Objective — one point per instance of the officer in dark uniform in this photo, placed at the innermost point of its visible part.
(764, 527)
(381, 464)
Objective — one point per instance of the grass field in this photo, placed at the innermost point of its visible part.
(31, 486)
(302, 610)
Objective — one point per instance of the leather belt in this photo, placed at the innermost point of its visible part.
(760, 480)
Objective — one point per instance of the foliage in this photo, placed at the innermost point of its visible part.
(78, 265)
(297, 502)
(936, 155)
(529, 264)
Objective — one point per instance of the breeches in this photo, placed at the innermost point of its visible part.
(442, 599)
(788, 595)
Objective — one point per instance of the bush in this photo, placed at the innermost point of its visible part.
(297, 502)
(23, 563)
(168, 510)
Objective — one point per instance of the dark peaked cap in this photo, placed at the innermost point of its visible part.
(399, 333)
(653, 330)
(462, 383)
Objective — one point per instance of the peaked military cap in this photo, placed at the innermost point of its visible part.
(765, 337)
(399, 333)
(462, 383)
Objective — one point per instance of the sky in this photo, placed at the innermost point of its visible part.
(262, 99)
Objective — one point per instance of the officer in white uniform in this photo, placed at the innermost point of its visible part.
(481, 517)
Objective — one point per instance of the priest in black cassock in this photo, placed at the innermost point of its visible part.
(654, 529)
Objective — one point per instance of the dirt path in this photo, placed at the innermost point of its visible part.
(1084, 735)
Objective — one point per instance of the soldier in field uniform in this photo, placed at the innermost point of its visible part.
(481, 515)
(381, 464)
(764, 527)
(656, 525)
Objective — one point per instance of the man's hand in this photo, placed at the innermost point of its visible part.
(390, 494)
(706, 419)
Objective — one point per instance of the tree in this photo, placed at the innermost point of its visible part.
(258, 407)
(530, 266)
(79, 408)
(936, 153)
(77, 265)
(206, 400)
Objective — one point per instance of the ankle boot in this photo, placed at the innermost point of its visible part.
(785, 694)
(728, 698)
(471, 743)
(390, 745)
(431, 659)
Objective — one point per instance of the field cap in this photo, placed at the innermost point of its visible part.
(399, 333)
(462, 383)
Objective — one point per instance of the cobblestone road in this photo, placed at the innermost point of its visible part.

## Stated goal:
Copy exactly, and only, the lines from the one containing "Objective — one point per instance of the sky" through the last line of the listing.

## Correct answer:
Objective — one point per instance of the sky in this photo, placed at the innermost point of its visible part.
(262, 99)
Objective — one point per instance of the officer in white uniform in this photo, placed at the innermost point of its visible part.
(481, 517)
Objective — one point per instance of the priest in black cassock in this photo, placed at the innermost point of its visible part.
(654, 529)
Objective — one point per instance of the dirt path in this photo, placed at the innermost point of its visible part.
(1084, 735)
Objective — one point per instance of the soldier in field uniform in this photo, placed at the innermost point of its visible part.
(481, 515)
(381, 464)
(764, 527)
(656, 525)
Objective — one point per instance of the man's hand in this photo, placed at the innermost point of its visible part.
(390, 494)
(706, 419)
Objective — one point per instance of the tree in this photo, placed at the innermost point of its visible part.
(258, 407)
(530, 266)
(79, 408)
(936, 153)
(77, 265)
(206, 400)
Objective — one point per instance of the ankle boot in this photo, placed at the innermost point of its visible part.
(785, 694)
(728, 698)
(471, 743)
(390, 745)
(431, 659)
Objective — one point per instance of the field cap in this photo, placed at the innermost point of its visible part.
(399, 333)
(462, 383)
Objective — one point per instance of the cobblestone road in this photo, placed at the innermost point of its visible part.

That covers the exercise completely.